Exercise description
Locate the line that contains "of the curb." in the entries below. Retype it and all following lines through the final one, character for character.

## begin Extracted entries

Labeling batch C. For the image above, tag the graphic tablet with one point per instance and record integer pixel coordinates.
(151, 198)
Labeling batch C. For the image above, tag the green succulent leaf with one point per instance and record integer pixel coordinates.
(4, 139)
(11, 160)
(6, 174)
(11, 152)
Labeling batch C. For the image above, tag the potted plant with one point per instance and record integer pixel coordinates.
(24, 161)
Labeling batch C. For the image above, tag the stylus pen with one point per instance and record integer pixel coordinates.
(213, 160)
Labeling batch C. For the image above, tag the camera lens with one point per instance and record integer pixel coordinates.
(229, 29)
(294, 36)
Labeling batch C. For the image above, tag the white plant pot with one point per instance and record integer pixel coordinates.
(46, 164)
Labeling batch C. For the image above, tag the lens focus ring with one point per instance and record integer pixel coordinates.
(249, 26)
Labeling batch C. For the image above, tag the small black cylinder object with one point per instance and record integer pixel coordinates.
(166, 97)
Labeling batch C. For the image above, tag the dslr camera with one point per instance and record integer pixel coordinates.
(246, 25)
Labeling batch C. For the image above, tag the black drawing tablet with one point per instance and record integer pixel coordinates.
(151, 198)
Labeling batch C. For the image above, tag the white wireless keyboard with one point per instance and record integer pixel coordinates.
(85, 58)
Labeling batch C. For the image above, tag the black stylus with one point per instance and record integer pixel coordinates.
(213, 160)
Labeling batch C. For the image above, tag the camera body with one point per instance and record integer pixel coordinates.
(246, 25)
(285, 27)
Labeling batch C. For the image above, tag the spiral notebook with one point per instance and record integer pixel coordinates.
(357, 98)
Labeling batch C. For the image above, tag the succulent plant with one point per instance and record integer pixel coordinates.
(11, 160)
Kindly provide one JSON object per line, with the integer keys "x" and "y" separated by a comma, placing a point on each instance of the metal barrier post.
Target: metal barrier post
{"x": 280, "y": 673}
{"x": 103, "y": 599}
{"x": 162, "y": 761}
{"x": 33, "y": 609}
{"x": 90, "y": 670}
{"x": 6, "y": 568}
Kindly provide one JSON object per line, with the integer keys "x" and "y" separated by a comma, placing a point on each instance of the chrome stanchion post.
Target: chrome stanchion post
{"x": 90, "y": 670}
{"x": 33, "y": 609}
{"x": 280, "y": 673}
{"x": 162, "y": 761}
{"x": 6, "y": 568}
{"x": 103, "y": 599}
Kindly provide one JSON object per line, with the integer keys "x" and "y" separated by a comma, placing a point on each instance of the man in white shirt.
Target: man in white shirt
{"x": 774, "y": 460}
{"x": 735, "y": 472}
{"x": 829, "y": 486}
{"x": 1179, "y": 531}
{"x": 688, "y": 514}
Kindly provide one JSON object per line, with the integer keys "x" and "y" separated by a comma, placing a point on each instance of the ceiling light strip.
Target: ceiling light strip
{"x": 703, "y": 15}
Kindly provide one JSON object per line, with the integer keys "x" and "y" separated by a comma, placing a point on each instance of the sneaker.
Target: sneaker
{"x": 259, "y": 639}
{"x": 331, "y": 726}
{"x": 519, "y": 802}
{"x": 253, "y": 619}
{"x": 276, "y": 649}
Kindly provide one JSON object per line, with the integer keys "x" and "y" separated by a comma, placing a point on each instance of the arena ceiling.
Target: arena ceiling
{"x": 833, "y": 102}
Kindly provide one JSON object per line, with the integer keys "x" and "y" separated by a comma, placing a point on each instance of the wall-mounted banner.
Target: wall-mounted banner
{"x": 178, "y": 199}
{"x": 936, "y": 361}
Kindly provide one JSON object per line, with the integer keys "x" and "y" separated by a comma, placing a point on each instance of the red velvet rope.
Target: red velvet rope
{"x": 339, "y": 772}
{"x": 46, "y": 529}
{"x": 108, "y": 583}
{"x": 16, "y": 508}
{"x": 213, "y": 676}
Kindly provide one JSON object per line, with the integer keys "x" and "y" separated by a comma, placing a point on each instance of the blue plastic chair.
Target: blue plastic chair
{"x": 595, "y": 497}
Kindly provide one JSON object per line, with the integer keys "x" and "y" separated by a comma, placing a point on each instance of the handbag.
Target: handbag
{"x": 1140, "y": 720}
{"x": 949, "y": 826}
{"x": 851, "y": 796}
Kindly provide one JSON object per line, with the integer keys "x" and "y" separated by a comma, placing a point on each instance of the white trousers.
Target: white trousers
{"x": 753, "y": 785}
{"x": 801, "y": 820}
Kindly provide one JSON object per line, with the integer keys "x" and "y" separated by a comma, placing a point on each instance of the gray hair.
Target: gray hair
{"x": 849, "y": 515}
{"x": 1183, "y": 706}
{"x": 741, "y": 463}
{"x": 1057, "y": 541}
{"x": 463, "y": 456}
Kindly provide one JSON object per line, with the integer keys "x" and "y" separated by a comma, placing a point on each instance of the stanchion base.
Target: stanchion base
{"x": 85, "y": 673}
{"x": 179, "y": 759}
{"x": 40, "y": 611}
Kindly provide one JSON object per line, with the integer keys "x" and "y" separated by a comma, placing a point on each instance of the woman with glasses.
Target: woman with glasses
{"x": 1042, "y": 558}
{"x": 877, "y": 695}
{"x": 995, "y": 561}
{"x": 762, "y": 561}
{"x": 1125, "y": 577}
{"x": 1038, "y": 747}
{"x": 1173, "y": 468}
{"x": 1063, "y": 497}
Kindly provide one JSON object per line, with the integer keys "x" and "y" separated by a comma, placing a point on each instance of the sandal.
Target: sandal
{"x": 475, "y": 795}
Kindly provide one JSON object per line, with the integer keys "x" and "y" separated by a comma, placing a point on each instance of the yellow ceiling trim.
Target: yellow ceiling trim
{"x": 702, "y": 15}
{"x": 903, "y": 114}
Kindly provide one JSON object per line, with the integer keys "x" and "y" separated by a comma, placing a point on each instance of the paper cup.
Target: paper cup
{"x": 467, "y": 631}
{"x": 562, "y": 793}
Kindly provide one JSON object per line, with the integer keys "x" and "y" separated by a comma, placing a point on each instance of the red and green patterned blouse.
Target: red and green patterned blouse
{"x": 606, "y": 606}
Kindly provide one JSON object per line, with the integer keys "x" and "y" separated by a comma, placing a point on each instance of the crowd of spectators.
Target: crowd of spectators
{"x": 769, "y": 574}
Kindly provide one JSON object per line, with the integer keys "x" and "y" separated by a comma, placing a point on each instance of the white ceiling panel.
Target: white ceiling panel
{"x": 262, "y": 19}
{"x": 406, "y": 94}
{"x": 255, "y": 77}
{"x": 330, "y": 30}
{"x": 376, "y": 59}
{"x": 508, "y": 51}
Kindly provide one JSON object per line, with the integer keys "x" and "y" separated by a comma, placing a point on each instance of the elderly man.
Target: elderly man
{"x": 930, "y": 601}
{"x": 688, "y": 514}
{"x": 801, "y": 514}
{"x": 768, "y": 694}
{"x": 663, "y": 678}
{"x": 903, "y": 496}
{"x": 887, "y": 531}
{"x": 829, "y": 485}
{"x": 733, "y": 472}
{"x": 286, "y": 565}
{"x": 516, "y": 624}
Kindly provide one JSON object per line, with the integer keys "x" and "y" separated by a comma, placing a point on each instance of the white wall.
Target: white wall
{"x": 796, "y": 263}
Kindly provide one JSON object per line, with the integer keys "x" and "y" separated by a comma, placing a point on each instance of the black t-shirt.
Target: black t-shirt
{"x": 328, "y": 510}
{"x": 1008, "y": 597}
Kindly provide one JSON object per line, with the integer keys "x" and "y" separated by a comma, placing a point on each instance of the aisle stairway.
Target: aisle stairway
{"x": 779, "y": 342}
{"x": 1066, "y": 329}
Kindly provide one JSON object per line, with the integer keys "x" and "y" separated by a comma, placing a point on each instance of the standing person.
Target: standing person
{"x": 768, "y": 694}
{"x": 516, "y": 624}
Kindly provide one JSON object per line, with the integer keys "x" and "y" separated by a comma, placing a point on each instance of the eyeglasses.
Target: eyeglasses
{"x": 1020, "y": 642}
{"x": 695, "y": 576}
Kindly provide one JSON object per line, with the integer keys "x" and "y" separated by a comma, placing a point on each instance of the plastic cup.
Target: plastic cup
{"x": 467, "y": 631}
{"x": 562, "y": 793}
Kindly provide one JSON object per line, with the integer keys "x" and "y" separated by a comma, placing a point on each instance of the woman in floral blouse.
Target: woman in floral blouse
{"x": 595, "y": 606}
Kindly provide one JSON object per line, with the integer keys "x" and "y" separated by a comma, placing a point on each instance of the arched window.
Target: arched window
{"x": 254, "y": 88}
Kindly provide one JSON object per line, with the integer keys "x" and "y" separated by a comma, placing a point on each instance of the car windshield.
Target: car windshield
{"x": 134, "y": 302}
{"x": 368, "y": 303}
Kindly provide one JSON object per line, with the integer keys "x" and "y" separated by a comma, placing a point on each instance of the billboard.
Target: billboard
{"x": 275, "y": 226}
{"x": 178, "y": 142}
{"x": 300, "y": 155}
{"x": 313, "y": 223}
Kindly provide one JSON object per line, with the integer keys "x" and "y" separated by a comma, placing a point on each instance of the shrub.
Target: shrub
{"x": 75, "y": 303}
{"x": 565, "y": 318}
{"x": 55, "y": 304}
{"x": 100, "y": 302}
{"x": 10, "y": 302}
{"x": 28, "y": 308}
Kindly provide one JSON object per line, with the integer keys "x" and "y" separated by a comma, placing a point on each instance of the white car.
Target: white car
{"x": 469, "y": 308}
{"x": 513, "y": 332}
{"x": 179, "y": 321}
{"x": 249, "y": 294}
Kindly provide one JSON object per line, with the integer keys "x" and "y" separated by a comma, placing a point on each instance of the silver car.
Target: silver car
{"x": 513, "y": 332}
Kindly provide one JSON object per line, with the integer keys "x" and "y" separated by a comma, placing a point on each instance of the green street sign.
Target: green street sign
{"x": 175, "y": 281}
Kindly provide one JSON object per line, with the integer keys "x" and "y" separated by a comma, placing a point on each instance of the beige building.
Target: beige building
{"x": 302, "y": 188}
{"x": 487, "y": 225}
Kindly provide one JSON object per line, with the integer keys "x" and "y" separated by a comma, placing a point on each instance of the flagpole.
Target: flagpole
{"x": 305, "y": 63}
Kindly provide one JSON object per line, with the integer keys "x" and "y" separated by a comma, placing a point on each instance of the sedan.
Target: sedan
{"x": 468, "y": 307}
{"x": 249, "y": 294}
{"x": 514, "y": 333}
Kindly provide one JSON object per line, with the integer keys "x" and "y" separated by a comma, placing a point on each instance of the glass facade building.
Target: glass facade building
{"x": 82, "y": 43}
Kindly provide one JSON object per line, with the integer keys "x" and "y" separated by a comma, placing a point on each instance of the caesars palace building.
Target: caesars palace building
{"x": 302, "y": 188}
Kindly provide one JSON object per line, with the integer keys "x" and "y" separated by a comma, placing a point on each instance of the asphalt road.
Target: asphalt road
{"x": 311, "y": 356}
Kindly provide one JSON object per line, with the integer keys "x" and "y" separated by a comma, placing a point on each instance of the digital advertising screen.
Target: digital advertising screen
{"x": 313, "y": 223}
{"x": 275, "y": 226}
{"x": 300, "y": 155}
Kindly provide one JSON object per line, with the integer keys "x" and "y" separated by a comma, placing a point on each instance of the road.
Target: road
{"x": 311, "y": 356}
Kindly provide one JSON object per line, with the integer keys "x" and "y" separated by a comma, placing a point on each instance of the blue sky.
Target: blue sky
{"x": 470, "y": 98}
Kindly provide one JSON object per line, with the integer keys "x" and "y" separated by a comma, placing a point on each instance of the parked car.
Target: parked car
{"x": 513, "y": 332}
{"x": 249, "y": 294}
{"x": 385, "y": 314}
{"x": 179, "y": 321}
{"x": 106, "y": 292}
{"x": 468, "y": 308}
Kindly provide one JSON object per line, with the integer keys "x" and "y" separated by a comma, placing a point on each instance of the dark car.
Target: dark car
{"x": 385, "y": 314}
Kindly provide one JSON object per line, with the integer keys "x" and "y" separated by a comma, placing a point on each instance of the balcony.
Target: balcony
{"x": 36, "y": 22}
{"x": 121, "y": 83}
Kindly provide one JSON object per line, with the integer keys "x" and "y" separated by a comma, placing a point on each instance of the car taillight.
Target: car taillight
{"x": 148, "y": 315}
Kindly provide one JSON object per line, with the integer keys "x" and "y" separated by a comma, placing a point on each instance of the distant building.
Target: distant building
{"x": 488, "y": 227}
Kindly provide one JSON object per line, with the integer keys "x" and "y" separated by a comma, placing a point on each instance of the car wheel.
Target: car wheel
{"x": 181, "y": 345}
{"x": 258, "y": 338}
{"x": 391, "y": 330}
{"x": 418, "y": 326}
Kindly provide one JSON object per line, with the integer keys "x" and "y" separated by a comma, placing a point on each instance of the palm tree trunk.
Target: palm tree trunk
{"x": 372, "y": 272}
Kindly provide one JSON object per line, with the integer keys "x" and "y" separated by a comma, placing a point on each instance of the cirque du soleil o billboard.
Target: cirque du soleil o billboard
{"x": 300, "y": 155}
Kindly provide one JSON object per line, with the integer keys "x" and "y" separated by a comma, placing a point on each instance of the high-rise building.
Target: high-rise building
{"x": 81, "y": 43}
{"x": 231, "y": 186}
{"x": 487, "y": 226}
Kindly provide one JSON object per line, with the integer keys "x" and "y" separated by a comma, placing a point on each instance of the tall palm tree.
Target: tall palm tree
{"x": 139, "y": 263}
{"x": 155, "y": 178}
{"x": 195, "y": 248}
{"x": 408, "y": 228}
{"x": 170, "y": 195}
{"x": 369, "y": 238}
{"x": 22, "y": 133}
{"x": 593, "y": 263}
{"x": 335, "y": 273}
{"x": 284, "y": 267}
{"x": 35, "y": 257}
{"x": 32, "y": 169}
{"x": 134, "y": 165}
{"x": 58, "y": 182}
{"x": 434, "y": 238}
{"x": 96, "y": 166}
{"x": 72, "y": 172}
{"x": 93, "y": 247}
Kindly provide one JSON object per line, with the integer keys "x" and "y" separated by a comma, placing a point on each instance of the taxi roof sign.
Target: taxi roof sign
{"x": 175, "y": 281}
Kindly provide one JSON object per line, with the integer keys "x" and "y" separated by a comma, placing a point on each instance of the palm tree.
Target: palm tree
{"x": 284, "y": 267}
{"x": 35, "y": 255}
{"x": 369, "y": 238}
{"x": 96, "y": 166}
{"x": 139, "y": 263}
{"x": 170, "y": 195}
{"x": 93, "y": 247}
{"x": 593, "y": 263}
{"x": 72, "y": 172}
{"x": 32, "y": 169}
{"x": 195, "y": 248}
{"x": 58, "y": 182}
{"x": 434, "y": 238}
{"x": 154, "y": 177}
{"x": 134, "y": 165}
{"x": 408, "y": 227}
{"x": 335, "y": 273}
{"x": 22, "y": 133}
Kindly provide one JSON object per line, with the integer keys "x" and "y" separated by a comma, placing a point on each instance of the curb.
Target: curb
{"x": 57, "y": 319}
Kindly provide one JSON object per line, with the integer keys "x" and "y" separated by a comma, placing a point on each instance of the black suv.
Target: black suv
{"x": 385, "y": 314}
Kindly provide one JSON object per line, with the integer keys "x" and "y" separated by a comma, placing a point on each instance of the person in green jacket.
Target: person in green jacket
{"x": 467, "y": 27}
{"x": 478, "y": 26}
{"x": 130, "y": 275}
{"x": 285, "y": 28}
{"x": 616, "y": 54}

## end Extracted entries

Exercise output
Kindly provide one JSON object per line, with the integer keys "x" and "y" separated by a comma, placing a point on each instance of the curb.
Target: curb
{"x": 57, "y": 319}
Kindly provide one JSON object per line, with the integer keys "x" and "y" separated by a comma, placing a point on each instance of the black suv.
Target: black suv
{"x": 385, "y": 314}
Kindly provide one JSON object per line, with the integer keys "x" and "y" separated by a comma, placing a point on each instance of the person in green jacket.
Target: person in green jacket
{"x": 467, "y": 27}
{"x": 478, "y": 26}
{"x": 130, "y": 275}
{"x": 285, "y": 28}
{"x": 616, "y": 54}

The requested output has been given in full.